SET TASK: Nothing other than the lines from the one containing "the large beige" through the close of the entries below should be printed, each exactly.

Object point labels:
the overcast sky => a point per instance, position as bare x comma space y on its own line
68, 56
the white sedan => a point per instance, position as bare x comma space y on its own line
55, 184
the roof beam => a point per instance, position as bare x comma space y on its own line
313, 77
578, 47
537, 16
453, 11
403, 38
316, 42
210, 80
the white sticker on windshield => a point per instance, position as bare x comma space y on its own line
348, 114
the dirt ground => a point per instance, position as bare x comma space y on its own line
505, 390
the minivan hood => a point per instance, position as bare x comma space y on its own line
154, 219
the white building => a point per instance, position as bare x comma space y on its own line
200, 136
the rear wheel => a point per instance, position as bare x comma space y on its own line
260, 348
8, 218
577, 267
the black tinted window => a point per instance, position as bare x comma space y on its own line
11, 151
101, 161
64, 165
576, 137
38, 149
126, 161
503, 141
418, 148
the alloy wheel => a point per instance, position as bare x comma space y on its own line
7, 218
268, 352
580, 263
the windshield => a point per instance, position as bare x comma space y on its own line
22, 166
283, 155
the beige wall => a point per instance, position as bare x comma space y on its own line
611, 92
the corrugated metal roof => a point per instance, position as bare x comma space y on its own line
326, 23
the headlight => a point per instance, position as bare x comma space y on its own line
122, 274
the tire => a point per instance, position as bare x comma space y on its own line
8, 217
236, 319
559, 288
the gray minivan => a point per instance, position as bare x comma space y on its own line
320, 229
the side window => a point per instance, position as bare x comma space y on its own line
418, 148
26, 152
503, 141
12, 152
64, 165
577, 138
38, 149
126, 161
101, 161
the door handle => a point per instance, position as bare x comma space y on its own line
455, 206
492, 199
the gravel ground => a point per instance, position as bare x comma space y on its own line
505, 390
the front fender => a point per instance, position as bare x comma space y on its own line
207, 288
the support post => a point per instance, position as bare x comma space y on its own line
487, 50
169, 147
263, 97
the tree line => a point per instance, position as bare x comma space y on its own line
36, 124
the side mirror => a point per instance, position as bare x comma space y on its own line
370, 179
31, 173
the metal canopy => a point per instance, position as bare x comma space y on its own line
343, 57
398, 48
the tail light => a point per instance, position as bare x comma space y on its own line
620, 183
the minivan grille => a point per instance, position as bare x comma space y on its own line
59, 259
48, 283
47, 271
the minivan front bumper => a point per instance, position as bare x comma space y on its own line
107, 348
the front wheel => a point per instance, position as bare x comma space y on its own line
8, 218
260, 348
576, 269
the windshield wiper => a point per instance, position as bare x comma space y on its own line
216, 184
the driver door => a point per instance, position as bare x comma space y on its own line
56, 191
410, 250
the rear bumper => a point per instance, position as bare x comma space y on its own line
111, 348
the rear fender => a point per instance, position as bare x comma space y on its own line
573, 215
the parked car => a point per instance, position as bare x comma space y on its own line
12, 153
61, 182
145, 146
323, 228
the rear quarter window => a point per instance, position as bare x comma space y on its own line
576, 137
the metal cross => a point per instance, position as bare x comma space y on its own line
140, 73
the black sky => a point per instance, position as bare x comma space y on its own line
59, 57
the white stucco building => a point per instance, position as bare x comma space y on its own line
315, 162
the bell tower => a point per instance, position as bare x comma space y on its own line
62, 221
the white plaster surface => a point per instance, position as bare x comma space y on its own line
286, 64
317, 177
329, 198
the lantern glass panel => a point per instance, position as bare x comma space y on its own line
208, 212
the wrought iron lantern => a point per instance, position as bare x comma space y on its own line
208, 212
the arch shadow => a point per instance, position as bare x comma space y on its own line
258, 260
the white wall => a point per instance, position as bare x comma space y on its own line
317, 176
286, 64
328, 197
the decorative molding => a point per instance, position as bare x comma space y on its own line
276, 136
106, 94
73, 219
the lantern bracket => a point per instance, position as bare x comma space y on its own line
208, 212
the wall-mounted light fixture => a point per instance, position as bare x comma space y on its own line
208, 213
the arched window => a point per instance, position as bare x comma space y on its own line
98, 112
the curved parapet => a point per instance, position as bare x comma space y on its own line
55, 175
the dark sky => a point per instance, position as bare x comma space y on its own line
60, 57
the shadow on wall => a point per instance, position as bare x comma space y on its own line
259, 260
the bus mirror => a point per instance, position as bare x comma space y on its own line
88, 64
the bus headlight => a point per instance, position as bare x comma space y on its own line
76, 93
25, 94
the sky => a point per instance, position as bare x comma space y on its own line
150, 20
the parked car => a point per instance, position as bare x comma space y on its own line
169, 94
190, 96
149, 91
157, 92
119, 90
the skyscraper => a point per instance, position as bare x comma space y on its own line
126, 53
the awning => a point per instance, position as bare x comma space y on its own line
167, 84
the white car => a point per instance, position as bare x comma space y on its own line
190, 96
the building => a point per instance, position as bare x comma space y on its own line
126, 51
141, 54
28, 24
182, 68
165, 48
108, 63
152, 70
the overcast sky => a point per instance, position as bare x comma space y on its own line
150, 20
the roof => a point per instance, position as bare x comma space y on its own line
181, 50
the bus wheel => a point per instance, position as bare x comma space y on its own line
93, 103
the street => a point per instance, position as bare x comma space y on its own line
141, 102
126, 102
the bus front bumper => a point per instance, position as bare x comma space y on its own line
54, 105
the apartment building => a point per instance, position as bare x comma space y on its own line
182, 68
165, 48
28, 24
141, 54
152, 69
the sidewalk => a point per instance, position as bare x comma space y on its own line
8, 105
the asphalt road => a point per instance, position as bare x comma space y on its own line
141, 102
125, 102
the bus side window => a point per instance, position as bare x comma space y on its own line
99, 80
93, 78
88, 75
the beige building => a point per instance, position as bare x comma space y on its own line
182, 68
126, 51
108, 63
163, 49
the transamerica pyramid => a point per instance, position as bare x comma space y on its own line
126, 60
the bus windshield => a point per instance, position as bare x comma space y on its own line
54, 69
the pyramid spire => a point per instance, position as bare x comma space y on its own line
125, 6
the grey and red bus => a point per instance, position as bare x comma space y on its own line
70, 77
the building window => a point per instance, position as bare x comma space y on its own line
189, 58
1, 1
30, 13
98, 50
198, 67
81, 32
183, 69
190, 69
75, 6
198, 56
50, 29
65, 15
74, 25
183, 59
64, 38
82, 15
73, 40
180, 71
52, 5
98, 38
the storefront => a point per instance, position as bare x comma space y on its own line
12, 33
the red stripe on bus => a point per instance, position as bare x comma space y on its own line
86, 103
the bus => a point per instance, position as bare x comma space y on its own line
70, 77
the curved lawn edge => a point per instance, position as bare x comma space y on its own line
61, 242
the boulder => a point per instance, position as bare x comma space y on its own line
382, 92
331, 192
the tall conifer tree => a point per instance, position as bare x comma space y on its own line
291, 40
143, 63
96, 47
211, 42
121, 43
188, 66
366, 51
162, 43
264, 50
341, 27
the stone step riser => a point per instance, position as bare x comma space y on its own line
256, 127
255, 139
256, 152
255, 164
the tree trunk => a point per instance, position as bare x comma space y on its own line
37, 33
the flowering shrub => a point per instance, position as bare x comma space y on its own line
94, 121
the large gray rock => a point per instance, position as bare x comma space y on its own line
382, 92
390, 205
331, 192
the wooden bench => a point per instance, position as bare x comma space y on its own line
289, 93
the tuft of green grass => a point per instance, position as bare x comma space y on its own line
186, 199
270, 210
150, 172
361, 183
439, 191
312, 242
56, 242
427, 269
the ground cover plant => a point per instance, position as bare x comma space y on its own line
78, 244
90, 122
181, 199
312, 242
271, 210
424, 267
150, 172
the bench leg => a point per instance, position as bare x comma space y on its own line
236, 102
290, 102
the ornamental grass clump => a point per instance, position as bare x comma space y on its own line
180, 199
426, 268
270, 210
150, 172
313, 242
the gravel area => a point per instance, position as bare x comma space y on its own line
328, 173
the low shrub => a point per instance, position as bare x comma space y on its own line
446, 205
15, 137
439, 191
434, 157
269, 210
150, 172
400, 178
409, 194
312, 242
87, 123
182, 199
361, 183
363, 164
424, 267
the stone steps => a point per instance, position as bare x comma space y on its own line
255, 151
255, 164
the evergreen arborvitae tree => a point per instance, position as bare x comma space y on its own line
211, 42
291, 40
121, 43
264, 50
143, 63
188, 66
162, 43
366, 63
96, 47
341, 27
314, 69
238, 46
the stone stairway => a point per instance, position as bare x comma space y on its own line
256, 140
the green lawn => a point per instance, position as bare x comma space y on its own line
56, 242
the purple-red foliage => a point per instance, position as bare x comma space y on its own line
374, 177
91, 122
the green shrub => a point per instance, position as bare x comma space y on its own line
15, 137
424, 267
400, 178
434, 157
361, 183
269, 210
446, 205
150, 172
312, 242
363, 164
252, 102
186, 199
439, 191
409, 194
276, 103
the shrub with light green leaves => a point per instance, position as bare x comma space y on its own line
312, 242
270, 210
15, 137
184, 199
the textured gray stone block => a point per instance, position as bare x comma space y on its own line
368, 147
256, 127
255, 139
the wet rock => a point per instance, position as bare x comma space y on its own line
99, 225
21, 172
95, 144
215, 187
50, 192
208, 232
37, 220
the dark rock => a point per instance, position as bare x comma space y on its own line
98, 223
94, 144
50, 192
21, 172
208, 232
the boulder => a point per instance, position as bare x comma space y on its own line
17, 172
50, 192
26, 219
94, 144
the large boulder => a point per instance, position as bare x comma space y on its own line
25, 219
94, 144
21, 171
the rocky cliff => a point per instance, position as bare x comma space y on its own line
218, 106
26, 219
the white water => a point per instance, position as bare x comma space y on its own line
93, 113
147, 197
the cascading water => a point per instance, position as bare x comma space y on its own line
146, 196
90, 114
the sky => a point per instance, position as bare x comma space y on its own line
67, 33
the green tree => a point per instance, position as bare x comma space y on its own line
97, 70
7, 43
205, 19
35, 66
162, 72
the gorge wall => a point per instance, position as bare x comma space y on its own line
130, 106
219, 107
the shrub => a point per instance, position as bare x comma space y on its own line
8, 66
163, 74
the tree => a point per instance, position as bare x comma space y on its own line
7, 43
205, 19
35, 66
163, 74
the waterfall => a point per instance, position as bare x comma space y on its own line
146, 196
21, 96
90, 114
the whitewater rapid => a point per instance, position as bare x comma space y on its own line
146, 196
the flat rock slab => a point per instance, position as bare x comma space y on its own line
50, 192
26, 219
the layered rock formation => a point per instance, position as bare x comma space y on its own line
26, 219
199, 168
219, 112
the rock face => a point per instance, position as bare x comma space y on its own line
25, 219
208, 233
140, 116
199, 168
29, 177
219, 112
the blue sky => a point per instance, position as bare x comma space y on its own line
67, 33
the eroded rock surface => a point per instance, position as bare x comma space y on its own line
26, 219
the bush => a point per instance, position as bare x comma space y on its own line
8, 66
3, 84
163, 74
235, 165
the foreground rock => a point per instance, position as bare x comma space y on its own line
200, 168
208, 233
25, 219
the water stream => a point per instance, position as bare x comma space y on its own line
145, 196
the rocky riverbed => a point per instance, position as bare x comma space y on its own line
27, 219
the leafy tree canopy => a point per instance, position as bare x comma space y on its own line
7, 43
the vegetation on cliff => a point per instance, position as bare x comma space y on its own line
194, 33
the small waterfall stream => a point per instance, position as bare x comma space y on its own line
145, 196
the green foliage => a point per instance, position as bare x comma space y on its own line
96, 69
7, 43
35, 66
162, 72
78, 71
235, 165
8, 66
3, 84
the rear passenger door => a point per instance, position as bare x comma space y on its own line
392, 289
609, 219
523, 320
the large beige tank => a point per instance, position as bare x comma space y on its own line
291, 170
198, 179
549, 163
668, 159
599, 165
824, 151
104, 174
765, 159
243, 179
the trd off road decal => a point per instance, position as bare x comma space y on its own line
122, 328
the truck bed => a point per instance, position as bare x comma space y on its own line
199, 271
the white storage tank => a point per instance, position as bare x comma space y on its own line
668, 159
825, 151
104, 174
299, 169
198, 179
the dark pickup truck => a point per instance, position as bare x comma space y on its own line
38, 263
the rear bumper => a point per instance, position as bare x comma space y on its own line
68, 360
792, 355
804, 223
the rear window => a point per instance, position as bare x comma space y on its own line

RESULT OF THE EXERCISE:
the large beige tank => a point per instance, position as bare x comma space y on its own line
291, 170
198, 179
549, 163
668, 159
599, 165
824, 151
104, 174
765, 159
243, 179
the trd off road decal => a point per instance, position as bare x comma space y on its own line
122, 328
the truck bed => a point per instance, position as bare x comma space y on its own line
199, 271
the white storage tank => a point per instance, position as bare x comma space y on its own line
668, 159
825, 151
104, 174
299, 169
198, 179
the dark pickup truck => a point per instance, position as bare x comma space y on its own line
38, 263
the rear bumper => a point per instance, position as bare x comma space y on its own line
68, 360
792, 355
804, 223
the rear window => a point per instance, position as bare x comma space y on its own line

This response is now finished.